DATASET
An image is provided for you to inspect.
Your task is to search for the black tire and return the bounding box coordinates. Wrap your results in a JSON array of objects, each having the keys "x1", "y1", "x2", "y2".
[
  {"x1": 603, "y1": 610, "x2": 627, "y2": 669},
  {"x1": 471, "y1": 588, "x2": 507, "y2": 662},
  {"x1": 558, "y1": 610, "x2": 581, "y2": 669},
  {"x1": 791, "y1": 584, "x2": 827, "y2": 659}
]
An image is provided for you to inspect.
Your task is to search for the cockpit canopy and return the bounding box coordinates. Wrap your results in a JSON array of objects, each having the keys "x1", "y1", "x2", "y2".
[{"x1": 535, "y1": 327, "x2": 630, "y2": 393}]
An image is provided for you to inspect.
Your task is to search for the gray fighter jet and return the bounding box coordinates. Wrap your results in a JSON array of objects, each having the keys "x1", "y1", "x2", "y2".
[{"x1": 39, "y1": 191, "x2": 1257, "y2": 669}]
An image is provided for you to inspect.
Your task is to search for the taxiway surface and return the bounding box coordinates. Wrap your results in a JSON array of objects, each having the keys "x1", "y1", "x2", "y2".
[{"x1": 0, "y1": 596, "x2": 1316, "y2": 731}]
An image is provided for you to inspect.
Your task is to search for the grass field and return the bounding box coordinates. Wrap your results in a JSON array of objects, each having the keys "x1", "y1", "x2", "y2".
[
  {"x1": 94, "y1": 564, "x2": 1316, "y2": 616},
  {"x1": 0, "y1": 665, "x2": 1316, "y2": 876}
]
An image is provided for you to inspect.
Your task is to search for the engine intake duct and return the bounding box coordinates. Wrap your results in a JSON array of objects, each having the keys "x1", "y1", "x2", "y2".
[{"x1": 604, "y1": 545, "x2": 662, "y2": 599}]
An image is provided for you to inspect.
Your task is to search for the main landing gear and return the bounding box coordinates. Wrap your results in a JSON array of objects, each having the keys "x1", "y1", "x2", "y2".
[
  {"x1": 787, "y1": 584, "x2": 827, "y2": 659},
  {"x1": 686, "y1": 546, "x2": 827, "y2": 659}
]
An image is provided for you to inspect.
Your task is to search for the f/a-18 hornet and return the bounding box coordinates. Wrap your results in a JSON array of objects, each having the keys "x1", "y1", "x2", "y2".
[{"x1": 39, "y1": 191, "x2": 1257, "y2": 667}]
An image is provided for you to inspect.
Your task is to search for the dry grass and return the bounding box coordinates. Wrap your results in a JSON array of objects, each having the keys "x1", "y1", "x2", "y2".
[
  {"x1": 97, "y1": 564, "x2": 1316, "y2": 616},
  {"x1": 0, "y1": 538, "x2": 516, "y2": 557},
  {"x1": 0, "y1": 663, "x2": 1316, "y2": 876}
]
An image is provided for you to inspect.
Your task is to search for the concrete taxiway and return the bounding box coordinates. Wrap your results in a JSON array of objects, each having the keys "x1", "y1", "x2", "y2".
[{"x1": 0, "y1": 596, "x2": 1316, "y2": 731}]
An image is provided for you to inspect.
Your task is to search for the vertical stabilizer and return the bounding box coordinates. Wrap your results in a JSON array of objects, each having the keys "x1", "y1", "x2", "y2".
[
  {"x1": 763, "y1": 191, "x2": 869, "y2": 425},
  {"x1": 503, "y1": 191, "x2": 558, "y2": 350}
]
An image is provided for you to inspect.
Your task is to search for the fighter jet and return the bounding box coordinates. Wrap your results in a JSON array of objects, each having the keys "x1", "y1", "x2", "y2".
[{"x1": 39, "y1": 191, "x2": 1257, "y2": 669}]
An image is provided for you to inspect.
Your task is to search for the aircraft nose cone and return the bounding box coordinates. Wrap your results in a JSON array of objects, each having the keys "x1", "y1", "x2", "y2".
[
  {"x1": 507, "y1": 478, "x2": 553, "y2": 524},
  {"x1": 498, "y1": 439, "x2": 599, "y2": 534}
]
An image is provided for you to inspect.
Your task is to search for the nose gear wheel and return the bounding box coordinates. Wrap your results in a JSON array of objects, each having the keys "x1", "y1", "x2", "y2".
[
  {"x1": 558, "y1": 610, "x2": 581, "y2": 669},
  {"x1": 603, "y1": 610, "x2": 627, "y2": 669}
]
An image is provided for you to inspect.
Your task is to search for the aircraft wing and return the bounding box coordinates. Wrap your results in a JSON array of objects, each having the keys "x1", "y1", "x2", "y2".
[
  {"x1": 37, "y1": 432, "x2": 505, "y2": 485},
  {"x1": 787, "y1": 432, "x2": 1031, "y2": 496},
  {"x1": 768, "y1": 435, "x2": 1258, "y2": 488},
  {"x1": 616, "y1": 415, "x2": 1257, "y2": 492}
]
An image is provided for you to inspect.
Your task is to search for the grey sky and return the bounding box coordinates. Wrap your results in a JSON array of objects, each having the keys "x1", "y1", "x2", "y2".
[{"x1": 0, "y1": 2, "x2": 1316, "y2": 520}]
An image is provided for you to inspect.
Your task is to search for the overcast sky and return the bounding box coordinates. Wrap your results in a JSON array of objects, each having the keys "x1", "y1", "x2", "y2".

YOUR INSTRUCTIONS
Every record above must be duplicated exactly.

SOLUTION FOR THIS EXERCISE
An image is provided for you to inspect.
Your task is to search for the black tire and return the bounding box coordinates. Wrap your results in a JSON array of objects, each having the keys "x1", "y1", "x2", "y2".
[
  {"x1": 603, "y1": 610, "x2": 627, "y2": 669},
  {"x1": 471, "y1": 588, "x2": 507, "y2": 662},
  {"x1": 558, "y1": 610, "x2": 581, "y2": 669},
  {"x1": 791, "y1": 584, "x2": 827, "y2": 659}
]
An image is provided for you to inspect.
Your task is to search for the cockpit canopy and return the bounding box coordinates. Wrap your results in a JSON array of objects, each having the keys "x1", "y1", "x2", "y2".
[{"x1": 535, "y1": 327, "x2": 630, "y2": 393}]
An image is provided for you to inspect.
Your task is to search for the gray fighter jet and return the bounding box coordinates. Wrap your results in a JSON array of objects, each having the keys "x1", "y1", "x2", "y2".
[{"x1": 39, "y1": 191, "x2": 1257, "y2": 669}]
An image is provided for you to inspect.
Your task is to search for the taxiway surface and return the bounding box coordinates. Wrap your results in a JSON array of objects, each having the keys "x1", "y1", "x2", "y2".
[{"x1": 0, "y1": 596, "x2": 1316, "y2": 731}]
An image is provided for you to inspect.
Your task is to search for the grass field and return the bounding box coordinates. Wrap your results in a JSON array of objects, each having the keys "x1", "y1", "x2", "y2".
[
  {"x1": 94, "y1": 564, "x2": 1316, "y2": 616},
  {"x1": 0, "y1": 665, "x2": 1316, "y2": 876}
]
An image is provided for you to inspect.
Your task is to search for the engine intake duct and return the bounding box coordinates. Wrap your results in a JSON array of objects, each having the keys "x1", "y1", "x2", "y2".
[{"x1": 604, "y1": 545, "x2": 662, "y2": 599}]
An image is provided for you to inspect.
Your task is to search for the main landing gear and return the bounding box coordinates. Wrap your results in a JSON array of objects, each having the keys "x1", "y1", "x2", "y2".
[
  {"x1": 787, "y1": 584, "x2": 827, "y2": 659},
  {"x1": 686, "y1": 546, "x2": 827, "y2": 659}
]
An image is provided for you to inspect.
Your task is to search for the f/a-18 hornet and return the bounding box coordinates. Wrap your results in a JSON array of objects, each having the keys "x1", "y1", "x2", "y2".
[{"x1": 39, "y1": 191, "x2": 1257, "y2": 667}]
An image is provided for you to inspect.
Your task is to search for the dry grass and return the bounding box coordinates. Wrap your results in a JSON array of objects, each having the keys "x1", "y1", "x2", "y2".
[
  {"x1": 97, "y1": 564, "x2": 1316, "y2": 616},
  {"x1": 0, "y1": 538, "x2": 516, "y2": 557},
  {"x1": 0, "y1": 663, "x2": 1316, "y2": 876}
]
An image is provided for you to inspect.
Your task is to search for the concrete taxiway and return the bounding box coordinates. Wrap your results in a JSON array of objects, each having the keys "x1", "y1", "x2", "y2".
[{"x1": 0, "y1": 596, "x2": 1316, "y2": 731}]
An image is provided for you to inspect.
Your task is to search for the vertical stabilizer and return the bounding box coordinates. Wrap your results in a JSON array of objects, each having the keys "x1", "y1", "x2", "y2".
[
  {"x1": 763, "y1": 191, "x2": 869, "y2": 425},
  {"x1": 503, "y1": 191, "x2": 558, "y2": 350}
]
An image is provided for you to inspect.
Your task is to search for the fighter jet and return the bounding box coordinates. Wrap your results in a JSON array of objects, each having the keys "x1", "y1", "x2", "y2".
[{"x1": 39, "y1": 191, "x2": 1257, "y2": 669}]
An image is provided for you to inspect.
Your task is to search for the aircraft nose cone and return the bounding box coordinates. Wrap your results in a JSON array of objects, each having the keys "x1", "y1", "x2", "y2".
[
  {"x1": 507, "y1": 478, "x2": 553, "y2": 524},
  {"x1": 498, "y1": 439, "x2": 599, "y2": 534}
]
An image is provided for you to inspect.
Your task is to search for the nose gear wheel and return the bounding box coordinates. Wrap your results in a JSON array of objects, each having the keys "x1", "y1", "x2", "y2".
[
  {"x1": 558, "y1": 610, "x2": 581, "y2": 669},
  {"x1": 603, "y1": 610, "x2": 627, "y2": 669}
]
An image is provided for you to inspect.
Your task is to search for the aircraft wing and return the bounding box coordinates. Wrap your results in a JSON array of objects, each having the keys "x1", "y1", "x2", "y2".
[
  {"x1": 37, "y1": 432, "x2": 505, "y2": 485},
  {"x1": 787, "y1": 432, "x2": 1031, "y2": 496},
  {"x1": 768, "y1": 435, "x2": 1258, "y2": 488},
  {"x1": 616, "y1": 415, "x2": 1257, "y2": 492}
]
An image is provided for you to inspect.
Your task is to search for the grey sky and return the bounding box coordinates. Wrap your results in a JSON array of objects, each having the keys "x1", "y1", "x2", "y2".
[{"x1": 0, "y1": 2, "x2": 1316, "y2": 520}]
An image is provided for you to inspect.
Your task is to search for the overcast sky and return the bounding box coordinates. Wrap your results in a JSON array of objects, each having the keys "x1", "y1", "x2", "y2".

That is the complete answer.